Saved entries:
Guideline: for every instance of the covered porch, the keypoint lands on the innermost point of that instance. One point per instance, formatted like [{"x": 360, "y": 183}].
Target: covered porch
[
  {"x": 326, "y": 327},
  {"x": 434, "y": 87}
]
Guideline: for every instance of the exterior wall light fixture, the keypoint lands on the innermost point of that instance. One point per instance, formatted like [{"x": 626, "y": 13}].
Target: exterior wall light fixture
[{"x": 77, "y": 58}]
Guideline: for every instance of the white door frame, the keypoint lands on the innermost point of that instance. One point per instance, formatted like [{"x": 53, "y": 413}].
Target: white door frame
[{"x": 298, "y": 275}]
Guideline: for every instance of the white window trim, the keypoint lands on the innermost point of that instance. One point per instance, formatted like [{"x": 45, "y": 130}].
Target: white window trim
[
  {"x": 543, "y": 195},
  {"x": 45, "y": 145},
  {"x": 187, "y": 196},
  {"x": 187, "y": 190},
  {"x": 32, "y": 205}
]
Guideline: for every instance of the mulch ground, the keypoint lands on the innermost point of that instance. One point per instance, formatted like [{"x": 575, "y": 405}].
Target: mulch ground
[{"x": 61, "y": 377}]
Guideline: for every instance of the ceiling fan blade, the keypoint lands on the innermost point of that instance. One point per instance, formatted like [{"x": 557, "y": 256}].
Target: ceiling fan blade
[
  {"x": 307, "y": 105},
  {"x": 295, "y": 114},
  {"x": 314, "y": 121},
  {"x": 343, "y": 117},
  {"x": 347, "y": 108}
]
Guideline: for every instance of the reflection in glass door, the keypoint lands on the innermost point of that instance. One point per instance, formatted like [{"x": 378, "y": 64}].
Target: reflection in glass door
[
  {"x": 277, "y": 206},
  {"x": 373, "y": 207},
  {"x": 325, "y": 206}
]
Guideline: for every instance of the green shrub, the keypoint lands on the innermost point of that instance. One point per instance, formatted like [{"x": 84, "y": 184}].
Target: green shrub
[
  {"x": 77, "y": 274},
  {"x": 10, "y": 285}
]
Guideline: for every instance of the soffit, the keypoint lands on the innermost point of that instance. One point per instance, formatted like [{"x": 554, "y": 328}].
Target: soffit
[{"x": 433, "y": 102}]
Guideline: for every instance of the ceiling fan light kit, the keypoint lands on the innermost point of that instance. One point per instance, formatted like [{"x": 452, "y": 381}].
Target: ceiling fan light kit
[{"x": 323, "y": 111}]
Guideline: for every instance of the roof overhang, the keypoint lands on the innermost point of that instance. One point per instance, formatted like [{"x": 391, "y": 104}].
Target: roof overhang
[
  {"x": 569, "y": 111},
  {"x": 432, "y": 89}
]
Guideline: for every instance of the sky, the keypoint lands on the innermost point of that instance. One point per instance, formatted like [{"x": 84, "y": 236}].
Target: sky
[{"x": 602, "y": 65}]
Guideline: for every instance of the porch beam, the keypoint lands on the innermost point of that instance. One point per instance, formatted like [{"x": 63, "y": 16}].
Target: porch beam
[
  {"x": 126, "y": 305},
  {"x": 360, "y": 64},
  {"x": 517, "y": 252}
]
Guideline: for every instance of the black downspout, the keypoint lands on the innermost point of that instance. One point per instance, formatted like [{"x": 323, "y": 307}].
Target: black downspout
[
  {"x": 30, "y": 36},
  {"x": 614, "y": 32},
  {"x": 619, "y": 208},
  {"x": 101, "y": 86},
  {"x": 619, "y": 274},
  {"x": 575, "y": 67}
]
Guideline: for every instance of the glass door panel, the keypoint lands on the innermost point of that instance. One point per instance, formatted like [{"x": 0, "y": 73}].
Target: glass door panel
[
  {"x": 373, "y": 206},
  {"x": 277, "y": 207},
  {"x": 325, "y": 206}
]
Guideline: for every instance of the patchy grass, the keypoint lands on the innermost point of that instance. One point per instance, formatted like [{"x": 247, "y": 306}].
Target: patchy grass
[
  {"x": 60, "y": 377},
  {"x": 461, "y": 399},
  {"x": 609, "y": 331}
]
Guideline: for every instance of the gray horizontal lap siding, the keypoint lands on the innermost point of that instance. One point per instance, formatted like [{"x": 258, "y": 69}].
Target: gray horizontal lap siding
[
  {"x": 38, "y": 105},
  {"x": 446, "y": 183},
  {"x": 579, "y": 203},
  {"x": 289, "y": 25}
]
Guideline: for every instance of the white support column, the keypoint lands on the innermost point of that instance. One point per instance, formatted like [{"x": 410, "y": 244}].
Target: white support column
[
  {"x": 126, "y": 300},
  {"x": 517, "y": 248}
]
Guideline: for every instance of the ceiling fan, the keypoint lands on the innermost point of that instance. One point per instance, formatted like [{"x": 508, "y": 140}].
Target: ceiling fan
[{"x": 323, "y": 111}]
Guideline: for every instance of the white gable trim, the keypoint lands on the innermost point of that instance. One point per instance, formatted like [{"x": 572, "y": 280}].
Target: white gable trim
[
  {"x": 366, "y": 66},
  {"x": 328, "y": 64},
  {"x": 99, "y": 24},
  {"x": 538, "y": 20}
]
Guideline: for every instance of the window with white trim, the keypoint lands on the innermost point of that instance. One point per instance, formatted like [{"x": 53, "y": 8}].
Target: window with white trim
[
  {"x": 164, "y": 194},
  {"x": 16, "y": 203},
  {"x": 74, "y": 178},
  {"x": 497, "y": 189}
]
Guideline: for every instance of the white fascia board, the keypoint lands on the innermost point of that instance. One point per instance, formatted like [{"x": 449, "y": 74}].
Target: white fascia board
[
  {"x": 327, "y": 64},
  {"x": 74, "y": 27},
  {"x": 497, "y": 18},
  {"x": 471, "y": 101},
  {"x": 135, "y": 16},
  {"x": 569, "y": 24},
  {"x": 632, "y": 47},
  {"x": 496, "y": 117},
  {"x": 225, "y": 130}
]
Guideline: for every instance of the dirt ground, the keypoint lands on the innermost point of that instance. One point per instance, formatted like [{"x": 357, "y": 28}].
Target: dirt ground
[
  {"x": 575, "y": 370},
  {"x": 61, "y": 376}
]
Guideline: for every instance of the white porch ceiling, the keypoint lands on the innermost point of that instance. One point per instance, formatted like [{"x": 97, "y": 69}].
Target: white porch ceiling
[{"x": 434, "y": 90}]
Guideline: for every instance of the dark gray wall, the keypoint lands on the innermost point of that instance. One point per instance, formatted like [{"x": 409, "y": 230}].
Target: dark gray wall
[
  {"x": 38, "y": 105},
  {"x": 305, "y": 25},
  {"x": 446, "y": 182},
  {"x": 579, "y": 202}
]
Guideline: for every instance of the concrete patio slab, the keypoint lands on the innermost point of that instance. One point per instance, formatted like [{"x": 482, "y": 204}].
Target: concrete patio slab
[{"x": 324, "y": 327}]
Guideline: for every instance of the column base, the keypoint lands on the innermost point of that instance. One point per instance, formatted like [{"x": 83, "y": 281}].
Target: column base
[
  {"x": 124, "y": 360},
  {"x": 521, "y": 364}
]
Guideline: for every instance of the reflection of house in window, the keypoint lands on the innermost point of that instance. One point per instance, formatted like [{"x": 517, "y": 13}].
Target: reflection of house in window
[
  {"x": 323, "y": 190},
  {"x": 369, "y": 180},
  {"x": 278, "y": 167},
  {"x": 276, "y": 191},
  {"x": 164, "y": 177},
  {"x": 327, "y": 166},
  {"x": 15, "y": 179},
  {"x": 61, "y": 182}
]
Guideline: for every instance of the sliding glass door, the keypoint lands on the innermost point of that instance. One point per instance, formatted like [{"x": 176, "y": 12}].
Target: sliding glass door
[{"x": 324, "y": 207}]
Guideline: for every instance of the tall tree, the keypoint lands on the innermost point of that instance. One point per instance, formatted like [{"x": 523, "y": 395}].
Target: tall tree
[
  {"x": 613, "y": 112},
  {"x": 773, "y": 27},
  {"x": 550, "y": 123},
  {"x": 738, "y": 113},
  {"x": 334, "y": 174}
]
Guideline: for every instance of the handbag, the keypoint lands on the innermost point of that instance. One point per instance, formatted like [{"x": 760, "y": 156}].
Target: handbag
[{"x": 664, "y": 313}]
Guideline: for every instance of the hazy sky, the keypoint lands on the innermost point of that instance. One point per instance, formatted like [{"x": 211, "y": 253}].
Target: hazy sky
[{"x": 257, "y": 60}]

* _Exercise aim_:
From the entries above, print the lines beginning at the one with "Target: white gable trim" and stopping after the one with "Guideline: for every instance of the dark", exactly as written and with nothing else.

* _Solution_:
Target: white gable trim
[
  {"x": 366, "y": 66},
  {"x": 328, "y": 64},
  {"x": 99, "y": 24},
  {"x": 538, "y": 20}
]
Guideline: for every instance of the window with white trim, the keypoint lands on the innermost point of that instance. One point per instance, formatted like [{"x": 53, "y": 8}].
Target: window with white trim
[
  {"x": 164, "y": 194},
  {"x": 16, "y": 203},
  {"x": 74, "y": 178},
  {"x": 497, "y": 189}
]
Guideline: for every instance of the white fascia board, the keypoint lands on the innermost point of that instance. One point per instance, formatted like [{"x": 449, "y": 74}].
Target: white fascia board
[
  {"x": 327, "y": 64},
  {"x": 74, "y": 27},
  {"x": 497, "y": 18},
  {"x": 471, "y": 101},
  {"x": 135, "y": 16},
  {"x": 569, "y": 24},
  {"x": 632, "y": 47},
  {"x": 496, "y": 117},
  {"x": 225, "y": 130}
]
Guideline: for every instance of the dirt ground, the keypoint lands on the innermost point of that instance. One point per instance, formatted like [{"x": 357, "y": 28}].
Target: dirt ground
[
  {"x": 575, "y": 370},
  {"x": 61, "y": 376}
]
Guideline: for every instance of the white porch ceiling, the keypoint lands on the innermost point of that instance. One point per instance, formatted like [{"x": 97, "y": 69}].
Target: white porch ceiling
[{"x": 434, "y": 90}]
Guideline: for every instance of the dark gray wall, the keypoint lands on the innermost point of that instance. One point per instance, formatted like [{"x": 409, "y": 230}].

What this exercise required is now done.